= Extracted information =
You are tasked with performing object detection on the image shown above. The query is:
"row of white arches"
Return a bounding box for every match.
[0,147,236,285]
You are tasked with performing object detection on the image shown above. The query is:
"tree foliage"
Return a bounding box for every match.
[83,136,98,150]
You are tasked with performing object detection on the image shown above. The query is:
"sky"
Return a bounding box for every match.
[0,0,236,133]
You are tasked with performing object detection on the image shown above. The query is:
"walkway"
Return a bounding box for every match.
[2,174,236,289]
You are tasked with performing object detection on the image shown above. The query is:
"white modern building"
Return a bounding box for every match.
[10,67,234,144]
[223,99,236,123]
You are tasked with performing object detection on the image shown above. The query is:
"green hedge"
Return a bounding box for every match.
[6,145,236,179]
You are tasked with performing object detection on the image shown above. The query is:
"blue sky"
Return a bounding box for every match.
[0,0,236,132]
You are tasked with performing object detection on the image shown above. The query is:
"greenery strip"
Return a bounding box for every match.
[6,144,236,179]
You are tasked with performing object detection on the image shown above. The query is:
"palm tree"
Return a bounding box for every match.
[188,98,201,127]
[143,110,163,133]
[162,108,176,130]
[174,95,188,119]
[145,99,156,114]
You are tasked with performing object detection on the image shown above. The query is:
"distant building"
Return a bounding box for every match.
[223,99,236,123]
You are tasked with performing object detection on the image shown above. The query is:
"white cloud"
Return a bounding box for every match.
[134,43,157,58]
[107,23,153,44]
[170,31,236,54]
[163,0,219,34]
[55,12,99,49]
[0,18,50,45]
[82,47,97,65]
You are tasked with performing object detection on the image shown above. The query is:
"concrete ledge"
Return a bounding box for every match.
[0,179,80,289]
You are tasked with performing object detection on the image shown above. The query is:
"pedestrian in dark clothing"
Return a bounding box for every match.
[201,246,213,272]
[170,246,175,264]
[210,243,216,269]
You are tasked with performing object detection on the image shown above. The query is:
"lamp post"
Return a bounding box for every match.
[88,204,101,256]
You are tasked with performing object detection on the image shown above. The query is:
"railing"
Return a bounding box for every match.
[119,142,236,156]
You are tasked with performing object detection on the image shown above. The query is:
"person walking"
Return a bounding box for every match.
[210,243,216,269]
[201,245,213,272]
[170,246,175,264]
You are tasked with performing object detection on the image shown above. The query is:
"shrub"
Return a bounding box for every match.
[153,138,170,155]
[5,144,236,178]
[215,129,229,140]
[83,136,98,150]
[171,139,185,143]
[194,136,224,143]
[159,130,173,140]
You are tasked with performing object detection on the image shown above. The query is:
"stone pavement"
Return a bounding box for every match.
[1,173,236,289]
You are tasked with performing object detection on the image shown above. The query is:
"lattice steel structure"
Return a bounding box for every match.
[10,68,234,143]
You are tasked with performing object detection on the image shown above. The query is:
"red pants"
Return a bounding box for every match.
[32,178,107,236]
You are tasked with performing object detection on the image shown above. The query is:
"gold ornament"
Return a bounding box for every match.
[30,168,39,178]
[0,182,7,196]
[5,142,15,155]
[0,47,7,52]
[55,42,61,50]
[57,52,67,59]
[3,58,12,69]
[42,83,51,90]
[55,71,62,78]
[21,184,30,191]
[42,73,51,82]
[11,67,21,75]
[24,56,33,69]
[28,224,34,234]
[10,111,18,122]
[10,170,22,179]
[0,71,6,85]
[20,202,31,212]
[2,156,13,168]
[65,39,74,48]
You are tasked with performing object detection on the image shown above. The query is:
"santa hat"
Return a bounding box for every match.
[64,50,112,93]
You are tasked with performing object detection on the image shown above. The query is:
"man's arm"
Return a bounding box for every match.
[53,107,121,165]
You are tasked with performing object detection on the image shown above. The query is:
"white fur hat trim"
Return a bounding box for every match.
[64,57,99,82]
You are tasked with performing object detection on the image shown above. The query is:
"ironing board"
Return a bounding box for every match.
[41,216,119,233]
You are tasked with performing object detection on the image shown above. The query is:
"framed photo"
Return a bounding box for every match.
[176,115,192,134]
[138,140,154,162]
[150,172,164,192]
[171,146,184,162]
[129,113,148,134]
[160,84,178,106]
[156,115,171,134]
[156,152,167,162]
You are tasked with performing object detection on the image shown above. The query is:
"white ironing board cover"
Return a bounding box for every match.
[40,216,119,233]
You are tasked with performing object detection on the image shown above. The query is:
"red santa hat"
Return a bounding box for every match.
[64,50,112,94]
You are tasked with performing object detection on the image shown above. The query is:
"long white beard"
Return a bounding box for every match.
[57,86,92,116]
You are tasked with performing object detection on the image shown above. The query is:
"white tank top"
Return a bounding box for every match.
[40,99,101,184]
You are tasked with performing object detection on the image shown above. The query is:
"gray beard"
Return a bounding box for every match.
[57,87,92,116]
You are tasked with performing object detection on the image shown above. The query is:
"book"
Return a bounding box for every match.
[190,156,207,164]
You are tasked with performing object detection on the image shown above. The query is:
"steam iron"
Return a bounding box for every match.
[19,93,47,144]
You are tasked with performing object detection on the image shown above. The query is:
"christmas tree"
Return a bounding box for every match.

= Challenge =
Copy out all of the material above word for word, from its first line through its last.

= Answer =
You are tasked with performing object detection on the image shown above. The query is:
"row of white arches"
Return a bounding box for every match.
[0,147,236,285]
You are tasked with performing object detection on the image shown above. The query is:
"tree foliage"
Return a bounding box for every match.
[83,136,98,150]
You are tasked with performing object detection on the image shown above. The query is:
"sky"
Return a bounding box for every match.
[0,0,236,133]
You are tasked with performing object detection on the image shown above. The query is:
"walkway"
Return a bounding box for every match.
[2,174,236,289]
You are tasked with performing object detection on the image shown above. The query is:
"white modern building"
Return a bounding box for every match.
[10,67,234,144]
[223,99,236,123]
You are tasked with performing object detection on the image shown above. The query is:
"green hedge"
Return a bounding box for every match.
[6,145,236,179]
You are tasked with performing object detection on the image shown above. The query is:
"blue sky"
Return a bounding box for every match.
[0,0,236,132]
You are tasked with performing object detection on the image shown above. The query is:
"greenery strip"
Return a bounding box for every match.
[6,144,236,179]
You are tasked with performing object detection on the image shown above. The query is:
"palm tree"
Return a bounding box for every match.
[188,98,201,127]
[143,110,163,133]
[162,108,176,130]
[174,95,188,119]
[145,99,156,114]
You are tasked with performing object detection on the image shown above. The query is:
"distant building"
Return a bounding box for every match.
[223,99,236,123]
You are tasked with performing object detection on the image shown above. The query is:
"white cloud"
Return a bounding box for every match.
[134,43,157,58]
[107,23,153,44]
[170,31,236,54]
[163,0,219,34]
[55,12,99,49]
[0,18,50,45]
[82,47,97,65]
You are tasked with performing object detection on the image shown above. The query is:
"concrete ledge"
Return a bounding box for every match.
[0,179,80,289]
You are tasked with performing object detection on the image shown above. The query is:
"pedestrian in dark clothing"
Return a bounding box for every match.
[201,246,213,272]
[170,246,175,264]
[210,243,216,269]
You are tasked with performing object detection on the image shown above. The query is:
"lamp post"
Return a bounding box for every match.
[88,204,101,256]
You are tasked with performing object detection on the image shown above. The query is:
"railing"
Return a bounding box for every match.
[119,142,236,156]
You are tasked with performing object detection on the image shown above. The query is:
"person walking"
Return a bounding box for every match.
[210,243,216,269]
[201,245,213,272]
[170,246,175,264]
You are tasked with performing object detection on the image shown above. The query is:
"shrub"
Return a bounding box for every match.
[153,138,170,155]
[5,144,236,178]
[215,129,229,140]
[83,136,98,150]
[171,139,185,143]
[194,136,224,143]
[159,130,173,140]
You are tasked with performing object detection on the image shown above. The query is:
"stone pavement"
Return a bounding box for every match.
[1,173,236,289]
You are tasked with performing object detection on the image shown above. The query is:
"lattice steel structure"
Return a bounding box for every match.
[10,68,234,143]
You are tasked with performing object detection on the image shown above. The query is:
"red pants"
Return a bounding box for every match.
[32,178,107,236]
You are tasked with performing object detection on the image shown above. The query is:
"gold ornament"
Return a bounding box for every match.
[30,168,39,178]
[0,182,7,196]
[5,142,15,155]
[0,47,7,52]
[55,42,61,50]
[57,52,67,59]
[3,58,12,69]
[42,83,51,90]
[55,71,62,78]
[21,184,30,191]
[42,73,51,82]
[11,67,21,75]
[24,56,33,69]
[28,224,34,234]
[10,111,18,122]
[10,170,22,179]
[0,71,6,85]
[20,202,31,212]
[2,156,13,168]
[65,39,74,48]
You are tasked with performing object detection on the image shown above. The query is:
"santa hat"
Return a bounding box for every match.
[64,50,112,93]
You are tasked with performing object detection on the image shown above. The query is:
"man's arm"
Return a bounding box for every match.
[53,107,121,165]
You are tasked with performing object detection on the image shown above. The query is:
"white fur hat trim"
Return a bounding box for every match.
[64,57,99,82]
You are tasked with performing object detection on the image shown above. The query is:
"ironing board"
Return a bounding box for every match.
[41,216,119,233]
You are tasked with performing object detection on the image shown above. The query is:
"framed photo"
Return a bounding box for every match.
[176,115,192,134]
[138,140,154,162]
[150,172,164,192]
[171,146,184,162]
[129,113,148,134]
[160,84,178,106]
[156,115,171,134]
[156,152,167,162]
You are tasked with performing object detection on the image shown above. The query is:
"white ironing board cover"
Return a bounding box for every match.
[40,216,119,233]
You are tasked with performing object detection on the image shown above. The query is:
"red santa hat"
Return a bounding box for every match.
[64,50,112,94]
You are tasked with performing object detection on the image shown above. The query is:
"long white beard"
Return a bounding box for every match.
[57,86,92,116]
You are tasked with performing object detection on the image shown above. The query is:
"white tank top"
Return a bounding box for every match.
[40,99,101,184]
You are tasked with performing object detection on the image shown above. The query is:
"gray beard"
Return a bounding box for every match.
[57,87,92,116]
You are tasked with performing object detection on the image shown above. The query is:
"book"
Return a bounding box for every match.
[190,156,207,164]
You are tasked with performing object detection on the image shown above. The query is:
"steam iron"
Return a bounding box for every match.
[19,93,47,144]
You are tasked with performing object detection on the image shown above. The query is:
"christmas tree"
Return a bounding box for every match.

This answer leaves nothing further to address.